Region pointing data
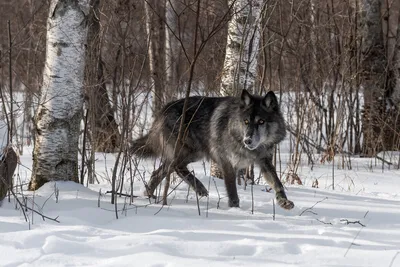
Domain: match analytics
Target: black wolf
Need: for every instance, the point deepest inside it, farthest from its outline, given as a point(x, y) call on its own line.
point(232, 131)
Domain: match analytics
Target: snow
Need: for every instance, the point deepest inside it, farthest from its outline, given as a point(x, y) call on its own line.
point(314, 233)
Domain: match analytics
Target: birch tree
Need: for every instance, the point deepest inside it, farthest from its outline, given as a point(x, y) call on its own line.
point(240, 65)
point(58, 117)
point(155, 28)
point(105, 134)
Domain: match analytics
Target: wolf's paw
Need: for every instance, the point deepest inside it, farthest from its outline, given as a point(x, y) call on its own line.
point(285, 203)
point(201, 191)
point(148, 193)
point(234, 203)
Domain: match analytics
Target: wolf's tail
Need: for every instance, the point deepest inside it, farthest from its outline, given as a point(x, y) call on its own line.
point(142, 148)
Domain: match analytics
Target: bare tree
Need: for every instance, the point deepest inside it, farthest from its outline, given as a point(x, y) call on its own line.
point(104, 132)
point(57, 121)
point(155, 28)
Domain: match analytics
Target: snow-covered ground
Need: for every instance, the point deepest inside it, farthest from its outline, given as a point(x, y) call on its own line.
point(314, 233)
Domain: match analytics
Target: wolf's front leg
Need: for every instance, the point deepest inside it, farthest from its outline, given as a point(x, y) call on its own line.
point(270, 175)
point(230, 183)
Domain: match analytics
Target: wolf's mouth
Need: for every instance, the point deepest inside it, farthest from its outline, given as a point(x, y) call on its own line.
point(250, 147)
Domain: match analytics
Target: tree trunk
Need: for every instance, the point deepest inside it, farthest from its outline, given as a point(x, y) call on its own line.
point(155, 17)
point(374, 76)
point(8, 163)
point(240, 65)
point(171, 49)
point(105, 134)
point(57, 121)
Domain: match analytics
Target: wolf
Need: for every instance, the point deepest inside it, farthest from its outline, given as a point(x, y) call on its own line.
point(233, 131)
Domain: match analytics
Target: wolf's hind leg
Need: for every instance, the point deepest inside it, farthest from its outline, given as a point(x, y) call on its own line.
point(270, 175)
point(191, 180)
point(156, 177)
point(230, 183)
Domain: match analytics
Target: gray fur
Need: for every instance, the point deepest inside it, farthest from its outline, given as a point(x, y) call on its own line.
point(216, 129)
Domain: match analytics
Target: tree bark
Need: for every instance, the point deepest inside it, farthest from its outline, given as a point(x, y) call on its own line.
point(105, 133)
point(8, 163)
point(155, 28)
point(240, 65)
point(58, 117)
point(374, 76)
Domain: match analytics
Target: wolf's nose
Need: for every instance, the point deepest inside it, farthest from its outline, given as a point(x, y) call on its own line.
point(247, 141)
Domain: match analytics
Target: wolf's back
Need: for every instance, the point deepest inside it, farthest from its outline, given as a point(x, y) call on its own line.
point(142, 147)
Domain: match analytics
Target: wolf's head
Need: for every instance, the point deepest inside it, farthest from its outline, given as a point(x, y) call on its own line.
point(262, 121)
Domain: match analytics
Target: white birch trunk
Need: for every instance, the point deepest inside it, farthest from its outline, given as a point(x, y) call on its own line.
point(171, 48)
point(156, 34)
point(57, 122)
point(396, 71)
point(240, 65)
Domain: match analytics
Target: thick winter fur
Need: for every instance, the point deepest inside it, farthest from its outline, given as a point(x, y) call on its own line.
point(233, 131)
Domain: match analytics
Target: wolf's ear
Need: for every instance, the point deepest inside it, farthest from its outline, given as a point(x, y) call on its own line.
point(270, 101)
point(246, 97)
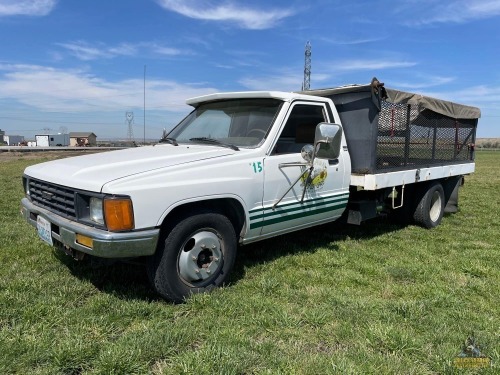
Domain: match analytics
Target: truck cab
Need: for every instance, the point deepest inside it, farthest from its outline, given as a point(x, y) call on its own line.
point(240, 167)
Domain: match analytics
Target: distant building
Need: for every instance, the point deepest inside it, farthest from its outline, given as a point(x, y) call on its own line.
point(82, 139)
point(13, 140)
point(51, 140)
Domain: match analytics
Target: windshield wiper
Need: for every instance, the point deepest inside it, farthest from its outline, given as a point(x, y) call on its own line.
point(214, 142)
point(172, 141)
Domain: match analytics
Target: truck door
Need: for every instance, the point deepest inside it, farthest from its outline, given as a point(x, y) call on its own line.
point(326, 196)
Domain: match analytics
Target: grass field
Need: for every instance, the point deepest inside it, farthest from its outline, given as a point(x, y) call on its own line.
point(378, 298)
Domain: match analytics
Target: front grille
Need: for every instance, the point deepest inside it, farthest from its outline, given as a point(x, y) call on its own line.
point(55, 198)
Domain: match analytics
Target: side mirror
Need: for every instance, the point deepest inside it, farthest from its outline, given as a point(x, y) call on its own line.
point(327, 140)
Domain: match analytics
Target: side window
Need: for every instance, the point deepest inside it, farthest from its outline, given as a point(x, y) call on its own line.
point(299, 128)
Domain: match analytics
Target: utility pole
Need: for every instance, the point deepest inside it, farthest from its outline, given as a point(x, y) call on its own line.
point(306, 85)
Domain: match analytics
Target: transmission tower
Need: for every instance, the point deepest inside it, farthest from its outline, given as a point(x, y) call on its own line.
point(307, 68)
point(129, 116)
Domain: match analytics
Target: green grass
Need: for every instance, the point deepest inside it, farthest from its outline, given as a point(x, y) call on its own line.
point(379, 298)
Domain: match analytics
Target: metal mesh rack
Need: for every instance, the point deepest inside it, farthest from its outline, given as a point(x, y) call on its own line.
point(389, 130)
point(412, 136)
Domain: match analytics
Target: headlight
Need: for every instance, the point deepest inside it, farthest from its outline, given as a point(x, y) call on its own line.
point(96, 212)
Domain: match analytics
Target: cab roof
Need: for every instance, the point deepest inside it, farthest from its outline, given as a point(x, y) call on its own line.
point(281, 95)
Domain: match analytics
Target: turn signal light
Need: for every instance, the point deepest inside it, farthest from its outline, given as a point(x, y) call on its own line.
point(119, 214)
point(84, 240)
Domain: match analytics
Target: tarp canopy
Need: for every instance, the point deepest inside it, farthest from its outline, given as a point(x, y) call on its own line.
point(446, 108)
point(443, 107)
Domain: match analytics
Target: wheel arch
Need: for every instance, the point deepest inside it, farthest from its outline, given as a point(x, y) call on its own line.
point(230, 207)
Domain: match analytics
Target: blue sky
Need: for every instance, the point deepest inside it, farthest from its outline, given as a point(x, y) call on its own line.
point(78, 65)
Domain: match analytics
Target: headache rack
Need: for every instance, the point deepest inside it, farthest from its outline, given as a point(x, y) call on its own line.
point(390, 130)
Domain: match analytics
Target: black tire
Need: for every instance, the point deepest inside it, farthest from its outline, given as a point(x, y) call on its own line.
point(196, 256)
point(430, 208)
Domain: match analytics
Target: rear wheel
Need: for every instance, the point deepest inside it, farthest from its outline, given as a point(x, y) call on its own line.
point(430, 208)
point(195, 257)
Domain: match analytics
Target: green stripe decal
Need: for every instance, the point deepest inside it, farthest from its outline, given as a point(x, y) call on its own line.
point(291, 211)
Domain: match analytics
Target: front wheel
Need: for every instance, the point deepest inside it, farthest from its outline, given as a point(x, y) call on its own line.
point(430, 207)
point(195, 257)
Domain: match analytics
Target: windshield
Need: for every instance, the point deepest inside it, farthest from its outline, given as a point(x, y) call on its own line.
point(239, 122)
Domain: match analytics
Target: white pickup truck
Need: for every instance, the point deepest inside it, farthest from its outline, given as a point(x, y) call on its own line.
point(246, 166)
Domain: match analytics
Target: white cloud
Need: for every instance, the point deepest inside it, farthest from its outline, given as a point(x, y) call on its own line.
point(455, 11)
point(243, 16)
point(365, 64)
point(26, 7)
point(49, 89)
point(87, 52)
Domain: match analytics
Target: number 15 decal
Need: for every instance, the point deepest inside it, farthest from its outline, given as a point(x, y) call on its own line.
point(257, 167)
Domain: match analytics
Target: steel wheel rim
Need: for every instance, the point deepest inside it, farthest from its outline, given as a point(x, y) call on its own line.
point(200, 257)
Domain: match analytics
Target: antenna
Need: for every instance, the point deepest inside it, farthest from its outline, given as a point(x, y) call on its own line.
point(306, 85)
point(129, 116)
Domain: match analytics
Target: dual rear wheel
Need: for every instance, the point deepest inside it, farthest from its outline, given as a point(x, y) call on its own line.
point(430, 206)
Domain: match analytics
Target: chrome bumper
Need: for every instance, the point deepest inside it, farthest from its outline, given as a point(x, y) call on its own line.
point(105, 244)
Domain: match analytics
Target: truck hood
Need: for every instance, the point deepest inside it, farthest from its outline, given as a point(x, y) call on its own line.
point(91, 172)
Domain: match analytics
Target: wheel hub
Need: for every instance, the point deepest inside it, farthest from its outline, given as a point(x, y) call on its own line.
point(200, 257)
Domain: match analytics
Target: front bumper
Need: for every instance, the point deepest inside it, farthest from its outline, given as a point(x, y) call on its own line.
point(105, 244)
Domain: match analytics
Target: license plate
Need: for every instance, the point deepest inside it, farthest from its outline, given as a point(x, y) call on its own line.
point(44, 230)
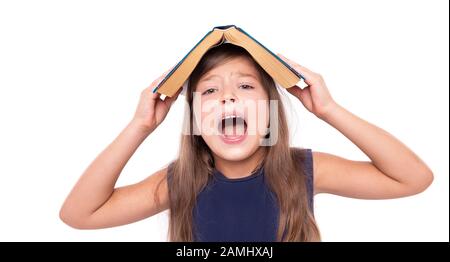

### Problem to work on
The expected result is every line above containing the string "tree".

### Result for this task
Target: birch tree
Target: bare tree
Target: tree trunk
Target: tree bark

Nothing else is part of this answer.